→ Try it:
Copy the line containing "# expected form", then all lines after it up to and including the final line of the material, exactly and without additions.

→ Record excerpts:
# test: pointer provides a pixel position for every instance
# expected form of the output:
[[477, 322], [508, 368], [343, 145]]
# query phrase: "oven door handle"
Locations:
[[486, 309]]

→ Solution to the problem:
# expected form of the output:
[[477, 322], [508, 368], [343, 145]]
# query phrase: "oven door handle"
Locations:
[[486, 309]]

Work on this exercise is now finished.